**Excerto fornecido:**

Finalmente, a 25 de Novembro de 1975 as forças políticas moderadas venceram e a democracia entra na fase de velocidade de cruzeiro e para isso muito contribuiu o movimento de oposição à radicalização política – Documento dos Nove liderado pelo Major Melo Antunes – e a intervenção do Presidente da República Costa Gomes, pois, consta-se que a 24 de Novembro o Presidente de então reuniu com Álvaro Cunhal e o que fica claro é que o confronto que estava a ser organizado pelo Otelo Saraiva de Carvalho para o dia seguinte (25 de Novembro), não obteve a colaboração prometida do Partido Comunista.
A constatação inquietante e sombria assalta-me o pensamento:
com quarenta anos de distanciamento facilmente apercebemo-nos que o pós-revolução não estava planeado convenientemente. O método é muito português: planeia-se o início depois esquece que todo o processo tem um meio e um fim. Com sucesso o golpe de estado ocorreu e depois? Foi o que se viu. A Constituição da Republica foi promulgada a 2 de Abril de 1976, reavivo a memória: Marcelo Caetano foi deposto a 24 de Abril de 1974. O amadorismo, a ingenuidade e a desorientação de uns foi flagrante, o que originou o aproveitamento de alguns hábeis que nada mais queriam se não a tão desejada vingança, o ajuste de contas e a tentativa da implantação de uma ditadura de esquerda.
Passados quarenta anos sob o signo da democracia verifica-se que houve sempre tempo para as tomadas de decisões seguindo a natureza ideológica de grupos específicos e dos próprios interesses individuais e privados e nunca tempo para privilegiar os interesses de todos os cidadãos portugueses e assim evitar a consolidação da existência do cidadão de primeira (a jocosa corja elite portuguesa) e o cidadão de segunda (a maioria da população).
Quarenta anos de atribulações, ilusões, desperdícios, expectativas goradas e roubadas. Fomos e somos governados pela mediania intelectual com a agravante de serem permeável aos lobbies institucionalizados – nacionais e internacionais - que representam o grande fator obstaculizante no desenvolvimento económico próspero e sustentável da sociedade de um país ainda chamado de Portugal. Em quarenta anos de democracia contemporânea tivemos de implorar pelo auxílio monetário dourado do FMI três vezes, o que significa que a Nação Portuguesa sempre esteve alegremente hipotecada e confinada ao domínio dos outros donos legítimos: os credores.
Voltámos errantemente à democracia e continuamos uns divertidos errantes.
“Longe de ser o governo dos piores, a democracia moderna tem-se revelado o sistema onde os piores só governarão por algum tempo.” Romeu de Melo [in Reflexões] tem toda a razão e são argumentos tónicos. Todavia, não é suficiente, precisamos de uma democracia participativa e não representativa para que os medíocres intelectuais não cheguem à governação.

**Instrução a:** Reescreva o trecho do texto sobre a democracia portuguesa, começando em "Passados quarenta anos" e terminando em "maioria da população).", trocando "cidadão de primeira" por "cidadão privilegiado".
O texto e os registos não têm qualquer relação entre si.

**Registos guardados:**
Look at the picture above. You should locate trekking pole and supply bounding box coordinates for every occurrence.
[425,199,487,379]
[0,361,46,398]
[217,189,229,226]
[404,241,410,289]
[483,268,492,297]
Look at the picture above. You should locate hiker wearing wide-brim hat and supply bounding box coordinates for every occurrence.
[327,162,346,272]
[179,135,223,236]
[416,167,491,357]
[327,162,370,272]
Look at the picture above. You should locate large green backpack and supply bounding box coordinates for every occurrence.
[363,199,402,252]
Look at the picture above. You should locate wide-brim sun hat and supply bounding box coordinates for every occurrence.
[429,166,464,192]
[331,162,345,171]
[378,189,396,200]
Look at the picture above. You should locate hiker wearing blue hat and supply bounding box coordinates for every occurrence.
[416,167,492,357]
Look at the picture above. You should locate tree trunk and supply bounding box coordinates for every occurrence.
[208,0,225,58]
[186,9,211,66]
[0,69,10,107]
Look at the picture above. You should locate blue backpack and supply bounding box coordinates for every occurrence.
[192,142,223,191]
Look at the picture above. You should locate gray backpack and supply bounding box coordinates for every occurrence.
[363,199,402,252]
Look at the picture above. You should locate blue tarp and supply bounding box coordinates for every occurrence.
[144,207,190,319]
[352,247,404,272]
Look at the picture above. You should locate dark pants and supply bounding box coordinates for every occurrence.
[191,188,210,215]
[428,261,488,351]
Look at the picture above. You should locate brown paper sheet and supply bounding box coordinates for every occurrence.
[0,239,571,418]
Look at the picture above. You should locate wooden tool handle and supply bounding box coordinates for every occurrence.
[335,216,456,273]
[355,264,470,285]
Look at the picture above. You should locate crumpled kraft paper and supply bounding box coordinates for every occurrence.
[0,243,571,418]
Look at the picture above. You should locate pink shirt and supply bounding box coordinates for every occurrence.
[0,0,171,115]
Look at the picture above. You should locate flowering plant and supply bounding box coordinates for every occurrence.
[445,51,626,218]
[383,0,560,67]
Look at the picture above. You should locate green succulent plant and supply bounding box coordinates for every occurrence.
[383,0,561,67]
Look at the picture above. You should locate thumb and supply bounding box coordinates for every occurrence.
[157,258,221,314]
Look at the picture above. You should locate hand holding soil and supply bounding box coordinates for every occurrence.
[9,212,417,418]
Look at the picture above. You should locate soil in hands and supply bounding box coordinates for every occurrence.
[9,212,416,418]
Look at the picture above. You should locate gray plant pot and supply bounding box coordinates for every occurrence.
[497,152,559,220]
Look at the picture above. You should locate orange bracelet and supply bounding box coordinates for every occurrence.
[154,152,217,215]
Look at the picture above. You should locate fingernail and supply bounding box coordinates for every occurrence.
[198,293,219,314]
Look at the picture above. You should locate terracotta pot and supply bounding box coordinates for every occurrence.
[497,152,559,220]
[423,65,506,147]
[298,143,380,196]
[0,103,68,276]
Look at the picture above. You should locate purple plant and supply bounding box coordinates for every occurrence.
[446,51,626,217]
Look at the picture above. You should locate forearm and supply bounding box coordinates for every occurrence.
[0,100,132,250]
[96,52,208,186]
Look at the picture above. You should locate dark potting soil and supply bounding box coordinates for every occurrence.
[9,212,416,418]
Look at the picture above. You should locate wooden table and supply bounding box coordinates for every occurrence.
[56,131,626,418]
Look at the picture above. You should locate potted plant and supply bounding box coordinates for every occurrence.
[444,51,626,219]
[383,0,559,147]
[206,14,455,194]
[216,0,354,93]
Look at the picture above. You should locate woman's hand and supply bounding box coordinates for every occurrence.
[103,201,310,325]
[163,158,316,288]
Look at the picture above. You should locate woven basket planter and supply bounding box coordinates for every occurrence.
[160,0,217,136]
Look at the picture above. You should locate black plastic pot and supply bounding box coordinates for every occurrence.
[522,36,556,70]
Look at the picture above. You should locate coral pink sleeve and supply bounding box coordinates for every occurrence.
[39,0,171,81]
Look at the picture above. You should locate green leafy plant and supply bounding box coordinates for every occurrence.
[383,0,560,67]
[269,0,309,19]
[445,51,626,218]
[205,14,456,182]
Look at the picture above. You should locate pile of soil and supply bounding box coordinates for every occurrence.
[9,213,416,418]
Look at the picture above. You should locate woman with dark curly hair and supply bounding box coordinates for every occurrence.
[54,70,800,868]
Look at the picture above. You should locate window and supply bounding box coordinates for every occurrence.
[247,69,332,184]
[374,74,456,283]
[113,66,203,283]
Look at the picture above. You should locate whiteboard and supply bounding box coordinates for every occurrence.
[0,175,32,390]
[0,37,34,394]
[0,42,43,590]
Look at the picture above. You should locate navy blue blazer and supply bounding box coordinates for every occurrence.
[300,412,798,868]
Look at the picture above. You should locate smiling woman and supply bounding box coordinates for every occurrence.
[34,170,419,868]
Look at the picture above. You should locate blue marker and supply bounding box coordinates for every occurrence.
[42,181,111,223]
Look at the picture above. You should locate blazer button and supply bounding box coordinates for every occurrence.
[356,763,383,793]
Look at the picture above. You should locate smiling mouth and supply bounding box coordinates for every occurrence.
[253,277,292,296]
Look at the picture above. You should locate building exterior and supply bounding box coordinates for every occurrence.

**Instrução b:** Reproduza apenas os registos, começando na linha que contém "Look at the picture above. You should locate potted" e terminando na linha que contém "[216,0,354,93]", ambas incluídas e com os pedidos. Reescale as coordenadas das caixas delimitadoras nas respostas, multiplicando cada uma por 1,45 e arredondando ao número inteiro, com as metades para cima.

**Resposta completa a:**
Passados quarenta anos sob o signo da democracia verifica-se que houve sempre tempo para as tomadas de decisões seguindo a natureza ideológica de grupos específicos e dos próprios interesses individuais e privados e nunca tempo para privilegiar os interesses de todos os cidadãos portugueses e assim evitar a consolidação da existência do cidadão privilegiado (a jocosa corja elite portuguesa) e o cidadão de segunda (a maioria da população).

**Resposta completa b:**
Look at the picture above. You should locate potted plant and supply bounding box coordinates for every occurrence.
[644,74,908,318]
[555,0,811,213]
[299,20,660,281]
[313,0,513,135]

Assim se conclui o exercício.